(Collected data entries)
**********
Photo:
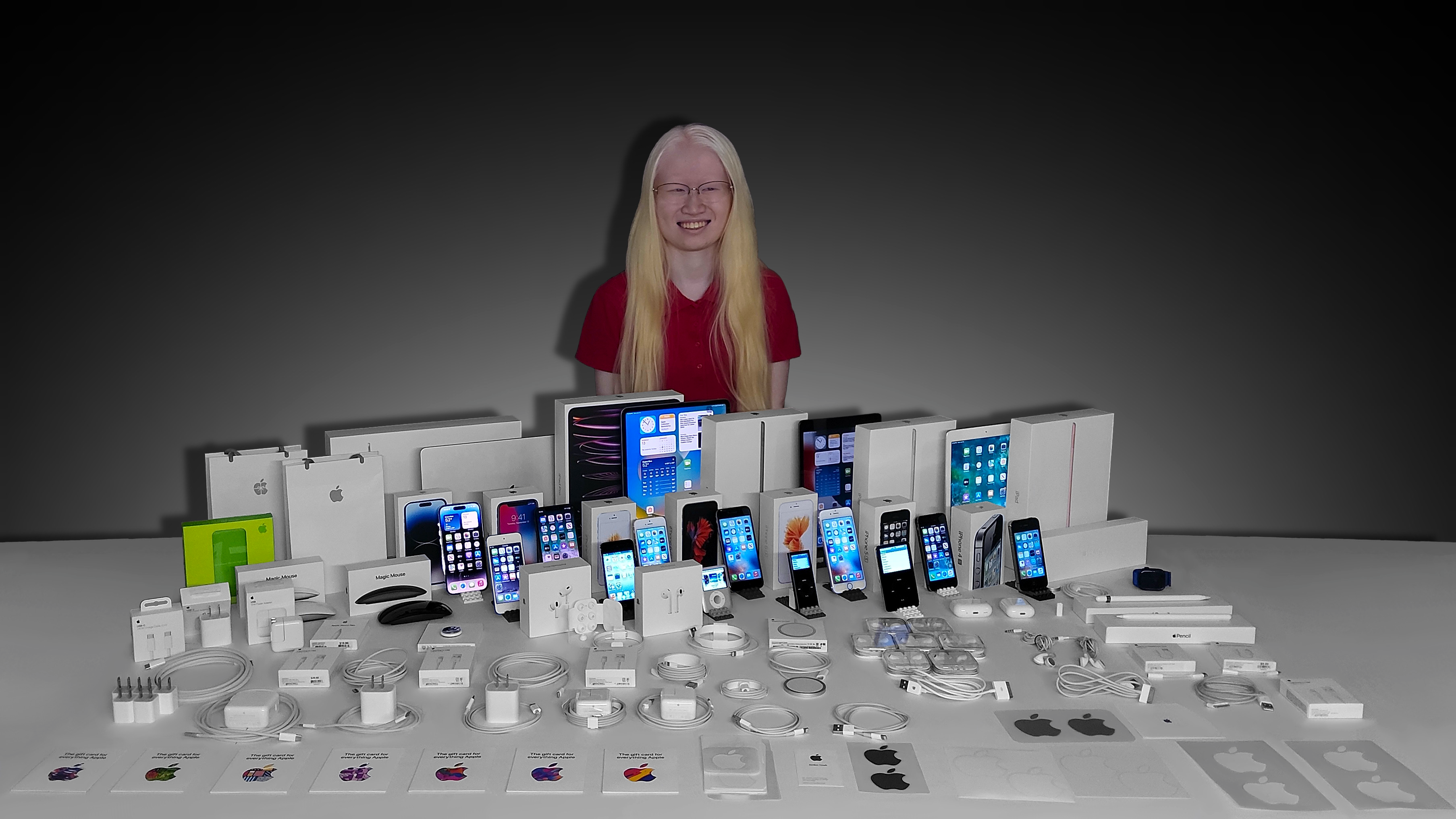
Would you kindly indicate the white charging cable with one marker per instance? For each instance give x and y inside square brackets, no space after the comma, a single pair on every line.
[790,728]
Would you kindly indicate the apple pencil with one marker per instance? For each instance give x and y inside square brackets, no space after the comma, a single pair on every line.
[1151,598]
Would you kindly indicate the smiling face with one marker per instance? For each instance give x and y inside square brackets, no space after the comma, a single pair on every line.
[694,222]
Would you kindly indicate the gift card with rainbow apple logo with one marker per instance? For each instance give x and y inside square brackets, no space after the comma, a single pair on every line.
[161,770]
[261,771]
[886,767]
[551,771]
[69,771]
[359,770]
[634,770]
[451,771]
[1256,776]
[1063,725]
[1369,777]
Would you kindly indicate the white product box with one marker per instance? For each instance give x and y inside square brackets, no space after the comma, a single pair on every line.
[158,630]
[972,563]
[612,668]
[788,519]
[548,592]
[249,481]
[469,634]
[1090,549]
[669,598]
[1113,630]
[308,668]
[337,511]
[1061,468]
[263,603]
[673,505]
[376,585]
[306,575]
[493,499]
[798,634]
[1321,698]
[398,544]
[446,668]
[339,633]
[401,443]
[475,467]
[603,521]
[867,518]
[568,443]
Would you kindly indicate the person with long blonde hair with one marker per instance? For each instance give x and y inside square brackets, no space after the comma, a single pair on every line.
[695,311]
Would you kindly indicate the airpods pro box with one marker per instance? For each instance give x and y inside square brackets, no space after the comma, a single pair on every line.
[548,591]
[376,585]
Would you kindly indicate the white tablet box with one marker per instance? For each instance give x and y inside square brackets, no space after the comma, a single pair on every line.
[482,466]
[1061,468]
[249,481]
[397,513]
[673,505]
[375,575]
[669,598]
[867,519]
[963,525]
[778,511]
[619,509]
[548,592]
[337,511]
[563,439]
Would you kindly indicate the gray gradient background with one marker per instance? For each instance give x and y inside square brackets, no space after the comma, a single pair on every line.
[1221,225]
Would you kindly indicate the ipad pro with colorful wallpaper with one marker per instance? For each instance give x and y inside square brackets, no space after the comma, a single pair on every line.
[665,445]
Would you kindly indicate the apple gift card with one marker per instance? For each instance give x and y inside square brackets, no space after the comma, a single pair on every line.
[1061,725]
[886,767]
[1256,776]
[1369,777]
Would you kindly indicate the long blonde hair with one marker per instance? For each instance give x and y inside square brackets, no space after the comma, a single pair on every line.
[740,320]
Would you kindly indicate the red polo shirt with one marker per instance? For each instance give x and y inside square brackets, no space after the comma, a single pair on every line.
[689,368]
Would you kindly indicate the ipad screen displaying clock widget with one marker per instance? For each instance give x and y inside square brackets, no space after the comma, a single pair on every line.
[462,549]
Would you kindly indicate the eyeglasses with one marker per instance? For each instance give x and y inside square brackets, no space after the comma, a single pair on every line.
[708,191]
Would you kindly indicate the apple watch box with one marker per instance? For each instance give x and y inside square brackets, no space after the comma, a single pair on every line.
[1061,468]
[375,585]
[548,592]
[788,521]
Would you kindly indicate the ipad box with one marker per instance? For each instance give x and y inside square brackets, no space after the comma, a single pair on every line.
[548,592]
[337,511]
[1061,468]
[788,522]
[602,521]
[212,550]
[394,582]
[673,505]
[249,481]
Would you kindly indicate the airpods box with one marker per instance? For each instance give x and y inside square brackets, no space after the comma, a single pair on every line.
[376,585]
[670,597]
[605,521]
[673,505]
[548,591]
[1061,468]
[788,521]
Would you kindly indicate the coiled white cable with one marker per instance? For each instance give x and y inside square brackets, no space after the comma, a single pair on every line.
[1078,681]
[646,713]
[819,663]
[369,669]
[209,658]
[791,728]
[210,723]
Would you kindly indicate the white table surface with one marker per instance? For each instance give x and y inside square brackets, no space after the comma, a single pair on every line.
[1378,617]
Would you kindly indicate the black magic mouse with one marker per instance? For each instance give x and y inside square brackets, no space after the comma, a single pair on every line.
[414,611]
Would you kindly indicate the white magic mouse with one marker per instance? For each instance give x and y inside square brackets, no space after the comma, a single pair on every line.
[1017,608]
[972,607]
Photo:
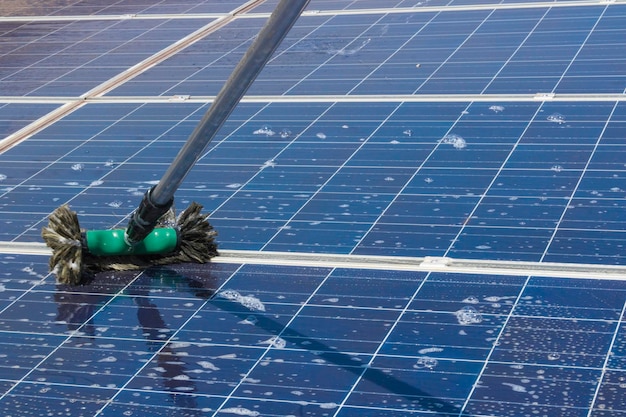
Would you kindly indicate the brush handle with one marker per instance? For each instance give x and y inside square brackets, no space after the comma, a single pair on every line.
[158,200]
[268,39]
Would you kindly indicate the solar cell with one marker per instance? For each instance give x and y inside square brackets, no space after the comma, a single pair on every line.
[426,131]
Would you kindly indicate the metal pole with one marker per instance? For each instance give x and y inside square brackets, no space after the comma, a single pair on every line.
[279,23]
[159,199]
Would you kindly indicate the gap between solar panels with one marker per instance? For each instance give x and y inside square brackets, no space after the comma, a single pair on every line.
[109,85]
[387,263]
[243,11]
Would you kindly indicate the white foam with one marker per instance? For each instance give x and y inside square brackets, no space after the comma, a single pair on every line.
[455,140]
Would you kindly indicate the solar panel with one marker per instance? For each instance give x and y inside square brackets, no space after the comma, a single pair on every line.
[419,209]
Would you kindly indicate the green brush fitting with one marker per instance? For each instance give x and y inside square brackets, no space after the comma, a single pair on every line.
[160,241]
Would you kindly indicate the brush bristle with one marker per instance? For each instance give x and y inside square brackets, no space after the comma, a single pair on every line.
[63,236]
[72,264]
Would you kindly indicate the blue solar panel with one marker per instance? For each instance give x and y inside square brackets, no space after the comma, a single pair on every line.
[389,140]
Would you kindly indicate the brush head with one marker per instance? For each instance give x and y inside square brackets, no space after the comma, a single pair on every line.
[73,263]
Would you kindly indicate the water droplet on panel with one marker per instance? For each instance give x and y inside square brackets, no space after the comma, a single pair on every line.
[425,363]
[455,140]
[471,300]
[557,118]
[468,315]
[265,130]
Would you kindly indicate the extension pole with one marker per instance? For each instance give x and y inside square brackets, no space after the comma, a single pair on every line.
[158,200]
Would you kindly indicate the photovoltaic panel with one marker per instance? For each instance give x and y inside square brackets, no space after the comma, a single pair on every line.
[391,145]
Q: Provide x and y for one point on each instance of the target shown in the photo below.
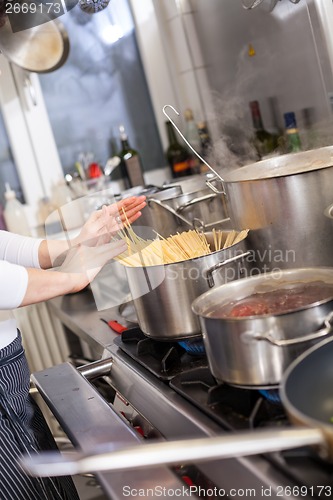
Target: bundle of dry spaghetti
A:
(176, 248)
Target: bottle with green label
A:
(265, 142)
(131, 167)
(177, 155)
(292, 134)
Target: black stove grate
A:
(163, 359)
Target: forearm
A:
(51, 253)
(44, 286)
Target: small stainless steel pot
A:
(162, 295)
(255, 351)
(201, 209)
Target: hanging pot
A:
(39, 49)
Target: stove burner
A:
(193, 346)
(231, 407)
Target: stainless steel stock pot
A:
(254, 351)
(163, 294)
(286, 202)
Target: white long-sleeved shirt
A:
(16, 254)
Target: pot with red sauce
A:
(254, 328)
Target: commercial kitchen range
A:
(142, 389)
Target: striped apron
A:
(23, 430)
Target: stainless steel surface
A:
(89, 421)
(202, 208)
(173, 452)
(180, 419)
(162, 295)
(196, 209)
(238, 349)
(39, 49)
(282, 201)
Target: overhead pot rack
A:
(252, 4)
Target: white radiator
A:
(45, 345)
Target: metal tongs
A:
(217, 176)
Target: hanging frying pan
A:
(39, 49)
(306, 394)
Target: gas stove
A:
(183, 367)
(170, 386)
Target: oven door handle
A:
(109, 458)
(90, 421)
(96, 369)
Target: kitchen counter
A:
(78, 312)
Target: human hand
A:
(83, 262)
(104, 223)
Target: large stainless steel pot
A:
(162, 295)
(255, 351)
(285, 202)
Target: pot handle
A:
(329, 212)
(169, 209)
(207, 197)
(328, 328)
(213, 188)
(209, 272)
**********
» **The task**:
How many of the lines above hold the word "stainless"? Answer with only the number.

» **Output below**:
4